▶ _SUPPLIED PASSAGE_:
On Behalf of | Aug 29, 2016 | Medical Malpractice Defense

Hospitals here in New York and elsewhere employ many physicians, but some physicians are merely allowed to use the facilities at the hospital. These doctors are often not employed by the hospital. Therefore, in any medical malpractice claim that arises from the actions of a doctor who only has privileges at the hospital where an alleged error was made, the hospital might not bear any liability in the incident.

Recently, an appeals court in another state ruled that a hospital was not liable for the death of a patient who underwent a surgical procedure there. The woman was having a cancerous tumor removed in 2009. During the operation, a large vein was torn, and doctors were unable to save her life due to excessive bleeding.

Her estate filed a medical malpractice claim against the doctors, the hospital and the Florida university that employed the doctors. The hospital argued that it should not be part of the lawsuit because the doctors were not its employees. In fact, the woman had signed documentation acknowledging that the hospital bore no responsibility for the doctors and that they were not the hospital’s employees. The trial court and the appeals court both agreed that Tampa General Hospital should not be part of the lawsuit.

▶ _RECORDS PROVIDED_:

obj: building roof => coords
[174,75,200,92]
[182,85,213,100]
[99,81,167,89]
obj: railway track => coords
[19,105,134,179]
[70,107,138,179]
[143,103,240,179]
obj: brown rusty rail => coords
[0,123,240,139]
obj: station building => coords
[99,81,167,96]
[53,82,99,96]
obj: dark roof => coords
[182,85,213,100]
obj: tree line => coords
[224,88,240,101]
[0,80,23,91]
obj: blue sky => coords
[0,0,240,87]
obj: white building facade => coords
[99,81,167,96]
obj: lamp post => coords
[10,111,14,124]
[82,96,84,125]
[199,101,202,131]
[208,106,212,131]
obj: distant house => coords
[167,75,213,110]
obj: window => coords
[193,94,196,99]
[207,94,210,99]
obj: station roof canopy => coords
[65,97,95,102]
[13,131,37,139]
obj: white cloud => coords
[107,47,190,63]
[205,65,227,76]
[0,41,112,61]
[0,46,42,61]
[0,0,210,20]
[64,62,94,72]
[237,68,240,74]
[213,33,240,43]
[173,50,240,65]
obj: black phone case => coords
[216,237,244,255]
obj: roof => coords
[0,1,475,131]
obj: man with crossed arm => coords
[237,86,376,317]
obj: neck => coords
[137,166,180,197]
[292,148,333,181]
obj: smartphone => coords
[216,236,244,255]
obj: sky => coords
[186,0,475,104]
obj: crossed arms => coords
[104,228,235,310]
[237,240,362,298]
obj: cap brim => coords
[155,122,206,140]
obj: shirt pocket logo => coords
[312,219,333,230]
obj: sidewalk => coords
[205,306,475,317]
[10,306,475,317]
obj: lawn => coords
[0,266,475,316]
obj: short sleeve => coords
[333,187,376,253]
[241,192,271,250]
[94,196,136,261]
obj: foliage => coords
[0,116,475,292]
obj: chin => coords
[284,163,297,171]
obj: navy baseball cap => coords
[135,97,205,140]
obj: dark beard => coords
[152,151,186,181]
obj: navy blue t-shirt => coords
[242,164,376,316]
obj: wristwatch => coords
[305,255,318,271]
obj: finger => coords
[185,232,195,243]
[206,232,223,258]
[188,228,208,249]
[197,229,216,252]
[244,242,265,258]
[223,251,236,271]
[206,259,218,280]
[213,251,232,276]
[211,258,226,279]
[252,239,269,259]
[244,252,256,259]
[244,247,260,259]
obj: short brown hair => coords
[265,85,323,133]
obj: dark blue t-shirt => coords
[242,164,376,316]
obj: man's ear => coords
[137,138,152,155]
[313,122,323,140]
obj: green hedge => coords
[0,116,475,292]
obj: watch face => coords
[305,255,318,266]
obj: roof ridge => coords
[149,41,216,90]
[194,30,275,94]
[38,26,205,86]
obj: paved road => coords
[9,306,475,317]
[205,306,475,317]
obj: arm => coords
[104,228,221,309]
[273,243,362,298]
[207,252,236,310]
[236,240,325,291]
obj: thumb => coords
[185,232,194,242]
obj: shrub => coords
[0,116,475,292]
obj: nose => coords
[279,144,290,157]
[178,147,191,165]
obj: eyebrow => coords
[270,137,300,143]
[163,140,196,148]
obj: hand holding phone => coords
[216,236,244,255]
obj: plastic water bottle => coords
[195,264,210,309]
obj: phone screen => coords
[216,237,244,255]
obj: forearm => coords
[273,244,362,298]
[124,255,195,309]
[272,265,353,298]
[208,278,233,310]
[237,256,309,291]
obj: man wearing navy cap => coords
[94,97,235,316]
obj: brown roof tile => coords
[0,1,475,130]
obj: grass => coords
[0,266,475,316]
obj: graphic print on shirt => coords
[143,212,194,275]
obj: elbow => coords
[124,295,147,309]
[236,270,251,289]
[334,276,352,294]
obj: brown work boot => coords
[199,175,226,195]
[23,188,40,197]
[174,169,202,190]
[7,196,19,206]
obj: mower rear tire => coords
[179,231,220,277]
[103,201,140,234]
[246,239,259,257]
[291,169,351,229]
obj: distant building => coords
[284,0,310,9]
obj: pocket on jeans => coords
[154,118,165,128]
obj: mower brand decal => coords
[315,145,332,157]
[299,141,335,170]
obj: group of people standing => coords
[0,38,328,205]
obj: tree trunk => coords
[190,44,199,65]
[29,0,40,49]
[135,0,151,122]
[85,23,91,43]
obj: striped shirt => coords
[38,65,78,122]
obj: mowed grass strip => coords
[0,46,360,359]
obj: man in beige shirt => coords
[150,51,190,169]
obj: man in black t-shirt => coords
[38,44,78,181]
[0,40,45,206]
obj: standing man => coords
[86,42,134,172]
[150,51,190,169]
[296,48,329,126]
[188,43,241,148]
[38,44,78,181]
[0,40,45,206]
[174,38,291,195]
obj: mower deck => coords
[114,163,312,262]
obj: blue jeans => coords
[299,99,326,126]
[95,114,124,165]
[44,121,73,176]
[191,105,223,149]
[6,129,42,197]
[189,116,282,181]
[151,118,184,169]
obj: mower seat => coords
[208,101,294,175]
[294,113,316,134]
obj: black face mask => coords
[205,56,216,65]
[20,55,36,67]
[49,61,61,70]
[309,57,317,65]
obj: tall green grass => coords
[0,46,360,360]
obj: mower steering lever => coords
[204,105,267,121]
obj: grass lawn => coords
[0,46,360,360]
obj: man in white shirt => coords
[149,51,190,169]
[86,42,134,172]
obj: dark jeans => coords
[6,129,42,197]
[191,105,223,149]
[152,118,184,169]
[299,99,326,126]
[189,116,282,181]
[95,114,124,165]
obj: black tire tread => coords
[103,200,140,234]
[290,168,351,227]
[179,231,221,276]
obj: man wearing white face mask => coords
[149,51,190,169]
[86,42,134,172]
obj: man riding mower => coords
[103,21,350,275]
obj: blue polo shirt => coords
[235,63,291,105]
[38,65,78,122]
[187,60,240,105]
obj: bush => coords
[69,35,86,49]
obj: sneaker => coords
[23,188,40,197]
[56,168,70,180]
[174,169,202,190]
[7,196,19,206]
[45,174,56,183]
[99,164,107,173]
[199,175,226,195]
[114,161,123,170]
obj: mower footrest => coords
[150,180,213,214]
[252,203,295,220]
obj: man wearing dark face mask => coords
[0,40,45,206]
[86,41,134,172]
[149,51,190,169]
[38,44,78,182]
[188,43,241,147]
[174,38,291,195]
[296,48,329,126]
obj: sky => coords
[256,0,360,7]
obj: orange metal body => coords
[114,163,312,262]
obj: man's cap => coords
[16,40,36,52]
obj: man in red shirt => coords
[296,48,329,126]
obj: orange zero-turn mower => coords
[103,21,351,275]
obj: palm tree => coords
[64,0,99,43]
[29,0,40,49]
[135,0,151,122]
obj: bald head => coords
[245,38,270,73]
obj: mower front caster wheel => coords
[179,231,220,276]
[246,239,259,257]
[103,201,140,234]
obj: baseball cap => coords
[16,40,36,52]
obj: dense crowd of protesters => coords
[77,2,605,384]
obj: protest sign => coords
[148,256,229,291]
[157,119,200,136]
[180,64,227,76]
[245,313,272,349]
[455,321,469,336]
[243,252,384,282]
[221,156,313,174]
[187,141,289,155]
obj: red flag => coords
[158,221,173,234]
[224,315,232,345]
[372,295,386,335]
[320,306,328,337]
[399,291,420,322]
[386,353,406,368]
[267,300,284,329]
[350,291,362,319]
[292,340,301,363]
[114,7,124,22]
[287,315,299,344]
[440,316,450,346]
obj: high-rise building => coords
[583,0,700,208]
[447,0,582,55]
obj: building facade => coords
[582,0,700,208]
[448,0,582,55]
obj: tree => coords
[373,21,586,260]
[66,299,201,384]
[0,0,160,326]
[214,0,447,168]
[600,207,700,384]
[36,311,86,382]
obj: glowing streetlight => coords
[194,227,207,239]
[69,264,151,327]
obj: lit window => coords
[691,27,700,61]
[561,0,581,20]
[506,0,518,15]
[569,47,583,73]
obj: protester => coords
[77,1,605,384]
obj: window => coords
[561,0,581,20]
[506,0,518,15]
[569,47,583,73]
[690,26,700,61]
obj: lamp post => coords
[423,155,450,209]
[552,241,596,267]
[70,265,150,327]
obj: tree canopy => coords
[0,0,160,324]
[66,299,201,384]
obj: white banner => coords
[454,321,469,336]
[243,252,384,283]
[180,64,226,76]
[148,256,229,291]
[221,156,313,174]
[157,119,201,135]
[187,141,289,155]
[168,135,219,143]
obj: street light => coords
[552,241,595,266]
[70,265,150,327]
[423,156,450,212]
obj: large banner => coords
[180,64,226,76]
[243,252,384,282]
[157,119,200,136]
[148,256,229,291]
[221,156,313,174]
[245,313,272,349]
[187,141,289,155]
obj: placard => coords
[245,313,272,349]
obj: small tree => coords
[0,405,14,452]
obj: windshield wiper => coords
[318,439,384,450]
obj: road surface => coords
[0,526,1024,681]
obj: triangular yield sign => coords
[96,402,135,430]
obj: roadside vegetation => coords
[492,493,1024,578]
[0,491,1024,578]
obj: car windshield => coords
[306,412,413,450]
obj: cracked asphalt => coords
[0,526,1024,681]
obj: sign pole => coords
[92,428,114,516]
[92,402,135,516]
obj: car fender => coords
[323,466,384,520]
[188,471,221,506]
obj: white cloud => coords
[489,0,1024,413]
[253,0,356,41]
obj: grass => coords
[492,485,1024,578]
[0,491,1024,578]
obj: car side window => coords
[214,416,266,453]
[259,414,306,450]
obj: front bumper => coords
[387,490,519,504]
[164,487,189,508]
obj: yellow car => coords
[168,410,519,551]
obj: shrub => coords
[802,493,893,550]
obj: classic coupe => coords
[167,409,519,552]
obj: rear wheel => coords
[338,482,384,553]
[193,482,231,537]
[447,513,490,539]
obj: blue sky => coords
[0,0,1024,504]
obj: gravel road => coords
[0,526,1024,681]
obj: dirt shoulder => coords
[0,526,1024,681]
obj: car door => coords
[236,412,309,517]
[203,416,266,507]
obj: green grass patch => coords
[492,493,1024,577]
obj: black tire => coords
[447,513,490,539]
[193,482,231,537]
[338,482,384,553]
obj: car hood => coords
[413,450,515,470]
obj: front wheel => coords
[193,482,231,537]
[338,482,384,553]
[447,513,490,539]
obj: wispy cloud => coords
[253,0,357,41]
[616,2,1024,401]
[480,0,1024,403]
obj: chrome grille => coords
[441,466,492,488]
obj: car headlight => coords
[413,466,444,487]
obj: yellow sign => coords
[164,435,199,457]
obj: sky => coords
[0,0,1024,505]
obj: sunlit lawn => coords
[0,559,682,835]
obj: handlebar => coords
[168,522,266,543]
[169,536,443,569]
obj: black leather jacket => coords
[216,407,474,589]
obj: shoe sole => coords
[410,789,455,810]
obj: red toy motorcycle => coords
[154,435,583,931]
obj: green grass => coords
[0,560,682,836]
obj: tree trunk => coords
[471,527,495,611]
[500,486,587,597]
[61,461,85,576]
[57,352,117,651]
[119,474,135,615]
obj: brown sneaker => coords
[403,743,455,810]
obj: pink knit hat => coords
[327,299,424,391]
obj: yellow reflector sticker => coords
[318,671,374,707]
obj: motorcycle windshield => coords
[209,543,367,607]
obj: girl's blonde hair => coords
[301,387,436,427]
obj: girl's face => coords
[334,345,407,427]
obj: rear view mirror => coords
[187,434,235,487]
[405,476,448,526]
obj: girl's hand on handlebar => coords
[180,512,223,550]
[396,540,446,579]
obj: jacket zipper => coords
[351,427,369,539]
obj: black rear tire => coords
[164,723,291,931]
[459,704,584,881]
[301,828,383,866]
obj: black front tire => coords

▶ _ACTIVITY A_:
Do these statements agree with the hospital liability article? Answer yes or no for each, and quote the words of the article that decide it.
(i) The patient was having a cancerous tumor removed when she died.
(ii) The doctors who performed the operation were employed by the hospital.
(iii) Only the appeals court agreed that the hospital should not be part of the lawsuit.
▶ _ACTIVITY B_:
What does the hospital liability article say in answer to each of these questions?
(i) In what year was the operation?
(ii) What was torn during the operation?
(iii) Who filed the medical malpractice claim?
▶ _ACTIVITY C_: Copy everything in the hospital liability article from "Recently, an appeals" down to "to excessive bleeding.".

▶ _RESPONSE AREA A_:
(i) Yes: "The woman was having a cancerous tumor removed in 2009."
(ii) No: "the Florida university that employed the doctors"
(iii) No: "The trial court and the appeals court both agreed that Tampa General Hospital should not be part of the lawsuit."

▶ _RESPONSE AREA B_:
(i) 2009
(ii) A large vein
(iii) Her estate

▶ _RESPONSE AREA C_:
Recently, an appeals court in another state ruled that a hospital was not liable for the death of a patient who underwent a surgical procedure there. The woman was having a cancerous tumor removed in 2009. During the operation, a large vein was torn, and doctors were unable to save her life due to excessive bleeding.